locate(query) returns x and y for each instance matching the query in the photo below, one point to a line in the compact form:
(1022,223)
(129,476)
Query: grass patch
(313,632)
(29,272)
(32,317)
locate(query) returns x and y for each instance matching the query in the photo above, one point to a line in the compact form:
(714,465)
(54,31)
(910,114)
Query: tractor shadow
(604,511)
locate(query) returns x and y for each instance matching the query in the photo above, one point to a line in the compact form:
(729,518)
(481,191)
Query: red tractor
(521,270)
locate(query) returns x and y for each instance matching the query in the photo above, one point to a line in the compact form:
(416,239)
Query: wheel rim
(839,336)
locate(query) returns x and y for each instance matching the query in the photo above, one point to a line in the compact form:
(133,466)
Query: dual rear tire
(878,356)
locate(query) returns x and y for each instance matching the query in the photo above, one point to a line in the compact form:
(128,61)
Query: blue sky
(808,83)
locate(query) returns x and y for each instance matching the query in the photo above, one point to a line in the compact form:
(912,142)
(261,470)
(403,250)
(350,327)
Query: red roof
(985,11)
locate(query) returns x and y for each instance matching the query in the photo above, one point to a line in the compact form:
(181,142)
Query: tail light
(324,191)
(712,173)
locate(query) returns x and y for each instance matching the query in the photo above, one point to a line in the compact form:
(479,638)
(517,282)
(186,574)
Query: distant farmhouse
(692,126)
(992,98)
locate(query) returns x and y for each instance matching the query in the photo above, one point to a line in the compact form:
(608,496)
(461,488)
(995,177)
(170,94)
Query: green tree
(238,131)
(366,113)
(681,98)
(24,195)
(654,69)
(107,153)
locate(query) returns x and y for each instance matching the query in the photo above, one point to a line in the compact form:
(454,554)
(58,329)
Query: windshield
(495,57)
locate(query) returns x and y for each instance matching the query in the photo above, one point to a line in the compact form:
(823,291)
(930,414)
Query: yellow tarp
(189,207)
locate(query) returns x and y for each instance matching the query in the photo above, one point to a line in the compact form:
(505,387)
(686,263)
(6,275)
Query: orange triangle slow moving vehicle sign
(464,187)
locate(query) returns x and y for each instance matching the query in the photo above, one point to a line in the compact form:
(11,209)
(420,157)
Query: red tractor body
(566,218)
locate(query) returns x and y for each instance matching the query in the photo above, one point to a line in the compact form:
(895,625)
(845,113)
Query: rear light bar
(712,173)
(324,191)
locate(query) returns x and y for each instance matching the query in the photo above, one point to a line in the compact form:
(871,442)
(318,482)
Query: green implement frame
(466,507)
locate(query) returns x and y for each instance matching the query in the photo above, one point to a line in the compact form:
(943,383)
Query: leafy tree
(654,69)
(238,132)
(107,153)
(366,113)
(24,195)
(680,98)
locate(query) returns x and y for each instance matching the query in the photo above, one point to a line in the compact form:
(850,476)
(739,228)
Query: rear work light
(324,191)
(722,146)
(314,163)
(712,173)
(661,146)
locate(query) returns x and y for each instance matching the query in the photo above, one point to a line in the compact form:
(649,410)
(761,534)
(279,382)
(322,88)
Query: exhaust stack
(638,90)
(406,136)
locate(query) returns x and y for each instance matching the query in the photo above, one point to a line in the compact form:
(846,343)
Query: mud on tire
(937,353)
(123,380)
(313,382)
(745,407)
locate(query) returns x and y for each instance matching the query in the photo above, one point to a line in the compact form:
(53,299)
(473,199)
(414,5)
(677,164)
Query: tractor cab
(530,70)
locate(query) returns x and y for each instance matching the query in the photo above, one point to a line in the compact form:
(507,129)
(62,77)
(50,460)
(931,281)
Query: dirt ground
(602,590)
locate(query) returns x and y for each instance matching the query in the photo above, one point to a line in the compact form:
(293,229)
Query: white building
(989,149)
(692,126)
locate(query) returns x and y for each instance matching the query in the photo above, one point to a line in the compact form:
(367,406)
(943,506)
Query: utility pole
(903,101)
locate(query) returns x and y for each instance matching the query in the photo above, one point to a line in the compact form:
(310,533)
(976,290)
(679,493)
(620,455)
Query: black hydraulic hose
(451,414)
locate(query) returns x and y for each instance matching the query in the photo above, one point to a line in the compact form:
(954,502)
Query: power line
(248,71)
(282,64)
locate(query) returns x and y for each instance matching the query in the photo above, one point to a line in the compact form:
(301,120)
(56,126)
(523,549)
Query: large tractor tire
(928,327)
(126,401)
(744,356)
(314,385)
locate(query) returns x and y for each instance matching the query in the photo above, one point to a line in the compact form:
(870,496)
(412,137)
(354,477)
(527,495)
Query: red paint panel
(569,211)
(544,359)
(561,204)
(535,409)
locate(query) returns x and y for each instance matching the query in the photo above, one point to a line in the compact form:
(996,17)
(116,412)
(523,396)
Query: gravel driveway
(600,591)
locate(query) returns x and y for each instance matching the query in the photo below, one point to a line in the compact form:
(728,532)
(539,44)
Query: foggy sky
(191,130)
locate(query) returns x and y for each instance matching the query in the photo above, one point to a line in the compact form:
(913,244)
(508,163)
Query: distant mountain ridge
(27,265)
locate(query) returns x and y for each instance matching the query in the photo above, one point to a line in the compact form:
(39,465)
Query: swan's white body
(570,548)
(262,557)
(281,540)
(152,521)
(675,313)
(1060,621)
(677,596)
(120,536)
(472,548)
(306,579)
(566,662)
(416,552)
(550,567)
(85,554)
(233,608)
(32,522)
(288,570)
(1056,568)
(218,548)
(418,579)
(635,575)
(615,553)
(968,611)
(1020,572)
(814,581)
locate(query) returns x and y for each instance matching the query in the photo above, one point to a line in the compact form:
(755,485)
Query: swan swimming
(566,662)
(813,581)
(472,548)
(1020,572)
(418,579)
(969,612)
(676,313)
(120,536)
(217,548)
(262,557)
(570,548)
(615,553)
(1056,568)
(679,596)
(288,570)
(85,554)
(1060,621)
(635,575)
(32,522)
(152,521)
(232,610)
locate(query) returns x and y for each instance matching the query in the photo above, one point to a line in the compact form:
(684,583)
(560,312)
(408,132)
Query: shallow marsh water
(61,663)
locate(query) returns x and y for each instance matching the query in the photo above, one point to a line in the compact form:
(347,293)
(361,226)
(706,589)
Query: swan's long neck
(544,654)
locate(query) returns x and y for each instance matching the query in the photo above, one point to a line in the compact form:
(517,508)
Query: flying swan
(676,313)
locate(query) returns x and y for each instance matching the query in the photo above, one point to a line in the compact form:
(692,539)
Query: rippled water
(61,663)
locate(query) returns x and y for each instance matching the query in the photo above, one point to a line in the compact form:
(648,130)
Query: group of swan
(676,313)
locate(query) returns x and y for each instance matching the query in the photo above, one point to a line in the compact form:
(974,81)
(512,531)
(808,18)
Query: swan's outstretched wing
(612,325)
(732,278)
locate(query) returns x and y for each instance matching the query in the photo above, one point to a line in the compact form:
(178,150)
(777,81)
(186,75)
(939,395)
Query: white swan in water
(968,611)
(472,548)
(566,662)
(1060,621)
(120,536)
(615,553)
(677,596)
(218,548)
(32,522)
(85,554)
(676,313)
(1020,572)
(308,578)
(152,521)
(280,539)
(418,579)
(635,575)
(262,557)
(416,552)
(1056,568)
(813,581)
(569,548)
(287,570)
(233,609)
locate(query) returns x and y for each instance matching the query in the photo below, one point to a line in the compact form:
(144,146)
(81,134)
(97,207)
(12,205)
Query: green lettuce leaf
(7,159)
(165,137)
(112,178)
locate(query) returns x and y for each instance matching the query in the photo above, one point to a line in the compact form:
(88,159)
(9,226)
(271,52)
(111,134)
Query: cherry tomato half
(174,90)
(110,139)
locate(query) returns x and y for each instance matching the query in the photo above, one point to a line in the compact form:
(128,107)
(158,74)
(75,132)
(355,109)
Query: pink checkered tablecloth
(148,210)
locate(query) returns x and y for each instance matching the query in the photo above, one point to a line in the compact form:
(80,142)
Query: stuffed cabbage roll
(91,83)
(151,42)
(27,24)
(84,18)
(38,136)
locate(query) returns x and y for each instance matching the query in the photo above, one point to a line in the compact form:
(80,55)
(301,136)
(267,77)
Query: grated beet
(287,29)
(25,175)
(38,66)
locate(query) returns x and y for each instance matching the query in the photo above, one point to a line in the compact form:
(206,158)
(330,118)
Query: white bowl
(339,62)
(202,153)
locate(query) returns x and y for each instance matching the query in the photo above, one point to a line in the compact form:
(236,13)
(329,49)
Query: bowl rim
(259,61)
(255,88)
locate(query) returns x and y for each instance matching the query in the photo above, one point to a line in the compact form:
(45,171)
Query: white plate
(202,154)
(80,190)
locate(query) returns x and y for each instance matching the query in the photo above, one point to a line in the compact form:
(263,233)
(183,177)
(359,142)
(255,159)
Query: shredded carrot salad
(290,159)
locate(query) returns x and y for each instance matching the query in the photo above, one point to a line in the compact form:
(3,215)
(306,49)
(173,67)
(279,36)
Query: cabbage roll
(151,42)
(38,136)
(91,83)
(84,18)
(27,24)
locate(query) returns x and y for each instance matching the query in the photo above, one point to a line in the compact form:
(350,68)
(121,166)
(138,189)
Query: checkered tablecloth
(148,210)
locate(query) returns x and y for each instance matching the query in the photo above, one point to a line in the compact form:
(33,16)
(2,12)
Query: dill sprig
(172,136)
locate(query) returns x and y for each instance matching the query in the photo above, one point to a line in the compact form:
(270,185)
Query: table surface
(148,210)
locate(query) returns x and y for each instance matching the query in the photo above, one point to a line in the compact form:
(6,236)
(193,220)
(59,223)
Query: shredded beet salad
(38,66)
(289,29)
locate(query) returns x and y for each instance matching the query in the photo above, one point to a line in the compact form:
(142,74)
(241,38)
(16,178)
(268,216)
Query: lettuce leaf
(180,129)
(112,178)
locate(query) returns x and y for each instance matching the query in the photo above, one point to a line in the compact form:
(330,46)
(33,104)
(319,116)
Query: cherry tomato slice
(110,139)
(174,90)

#### [Written problem]
Show every line in the items above that contains the word "shredded", and treat uppercase and lowercase as different.

#### [Response for this exercise]
Query: shredded carrot salad
Query: shredded beet salad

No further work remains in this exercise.